RECORDS FOR THIS TASK

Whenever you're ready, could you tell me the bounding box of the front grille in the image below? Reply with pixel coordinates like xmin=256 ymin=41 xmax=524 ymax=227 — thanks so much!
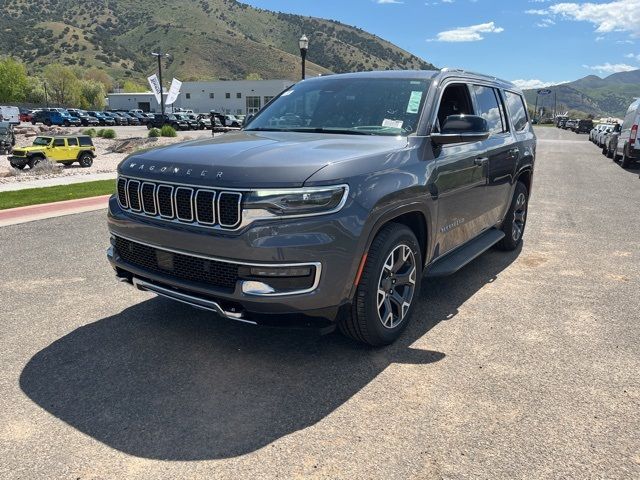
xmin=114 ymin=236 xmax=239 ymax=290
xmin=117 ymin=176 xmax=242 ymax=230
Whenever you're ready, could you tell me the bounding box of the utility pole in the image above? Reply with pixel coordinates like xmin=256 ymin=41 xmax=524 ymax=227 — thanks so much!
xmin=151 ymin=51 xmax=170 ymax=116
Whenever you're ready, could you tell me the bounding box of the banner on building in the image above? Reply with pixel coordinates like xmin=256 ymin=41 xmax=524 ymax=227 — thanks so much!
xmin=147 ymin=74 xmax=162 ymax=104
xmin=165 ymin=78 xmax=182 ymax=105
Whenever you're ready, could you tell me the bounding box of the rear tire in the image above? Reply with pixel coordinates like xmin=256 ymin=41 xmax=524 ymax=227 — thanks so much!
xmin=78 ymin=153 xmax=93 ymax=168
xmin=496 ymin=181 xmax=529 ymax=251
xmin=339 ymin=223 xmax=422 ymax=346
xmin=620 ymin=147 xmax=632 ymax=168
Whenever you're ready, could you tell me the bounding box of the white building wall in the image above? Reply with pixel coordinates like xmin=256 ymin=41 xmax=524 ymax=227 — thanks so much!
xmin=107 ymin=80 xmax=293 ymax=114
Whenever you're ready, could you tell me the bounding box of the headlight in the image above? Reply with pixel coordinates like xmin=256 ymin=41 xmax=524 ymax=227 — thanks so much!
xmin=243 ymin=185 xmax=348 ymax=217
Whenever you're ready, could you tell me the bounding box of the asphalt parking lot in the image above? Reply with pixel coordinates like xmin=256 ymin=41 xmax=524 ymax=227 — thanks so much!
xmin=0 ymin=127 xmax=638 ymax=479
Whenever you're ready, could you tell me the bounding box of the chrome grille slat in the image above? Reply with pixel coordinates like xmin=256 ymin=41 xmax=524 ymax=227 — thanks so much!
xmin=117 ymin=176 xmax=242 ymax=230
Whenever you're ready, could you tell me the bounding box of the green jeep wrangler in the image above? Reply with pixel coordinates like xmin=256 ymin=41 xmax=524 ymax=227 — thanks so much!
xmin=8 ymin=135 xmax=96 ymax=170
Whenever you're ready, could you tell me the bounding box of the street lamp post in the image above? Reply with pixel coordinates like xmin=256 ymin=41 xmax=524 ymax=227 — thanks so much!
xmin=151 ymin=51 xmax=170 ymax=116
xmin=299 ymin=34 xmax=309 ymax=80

INSTRUCTIONS FOR THE TASK
Reproduce the records in full and leave the images behind.

RESULT
Whenever you're ready, could you tell me the bounding box of the front grille in the image below? Reply with pixel coordinates like xmin=256 ymin=41 xmax=524 ymax=227 — thanks so much!
xmin=114 ymin=236 xmax=239 ymax=290
xmin=117 ymin=176 xmax=242 ymax=230
Whenever you're ready, could you tell me the bounding box of the utility pole in the image above? Reply with pixel coordinates like xmin=256 ymin=41 xmax=524 ymax=227 — thanks so much!
xmin=151 ymin=51 xmax=170 ymax=116
Whenever you're ready, could you tell me the bounding box of the banner on building in the image above? Reply with pixel coordinates like xmin=256 ymin=41 xmax=524 ymax=227 — thanks so much!
xmin=147 ymin=74 xmax=162 ymax=104
xmin=165 ymin=78 xmax=182 ymax=105
Whenever you're ready, could you tell me the bounding box of the rear tire in the image above? Reply with pixel coordinates like xmin=256 ymin=41 xmax=524 ymax=227 — thanks so much!
xmin=78 ymin=153 xmax=93 ymax=168
xmin=496 ymin=181 xmax=529 ymax=251
xmin=339 ymin=223 xmax=422 ymax=346
xmin=620 ymin=147 xmax=632 ymax=168
Whenever you're ready, could you tell me the bounding box of the white building wall in the image above? Reply with pixel coordinates like xmin=256 ymin=41 xmax=524 ymax=227 — thanks so much!
xmin=107 ymin=80 xmax=293 ymax=114
Whenever you're ready, could you tell me the bounding box of the headlight in the image above? Reply with pixel coordinates like xmin=256 ymin=41 xmax=524 ymax=227 — thanks so much!
xmin=243 ymin=185 xmax=348 ymax=217
Whenever you're ready, could you tell me the bounding box of the asphalt parking lot in the image above? Reply with pixel coordinates like xmin=256 ymin=41 xmax=524 ymax=227 — thanks so much!
xmin=0 ymin=127 xmax=638 ymax=479
Whenever you're ready, could you tell me the bounding box of the chrome grille slat in the image above? Reply with pixel coordinates like xmin=256 ymin=41 xmax=524 ymax=227 — thanks so much!
xmin=117 ymin=176 xmax=242 ymax=230
Whenever you're ready, could you tell me the bounding box of the green jeep wrangler in the image above? Reply with pixel coordinates like xmin=256 ymin=41 xmax=524 ymax=227 — thanks so much!
xmin=8 ymin=135 xmax=96 ymax=170
Whenever you're ready, could you tell me the bounding box of the street lamp post in the image above? Reply with pixel coordinates like xmin=256 ymin=41 xmax=524 ymax=227 — thanks so much!
xmin=151 ymin=51 xmax=170 ymax=116
xmin=299 ymin=34 xmax=309 ymax=80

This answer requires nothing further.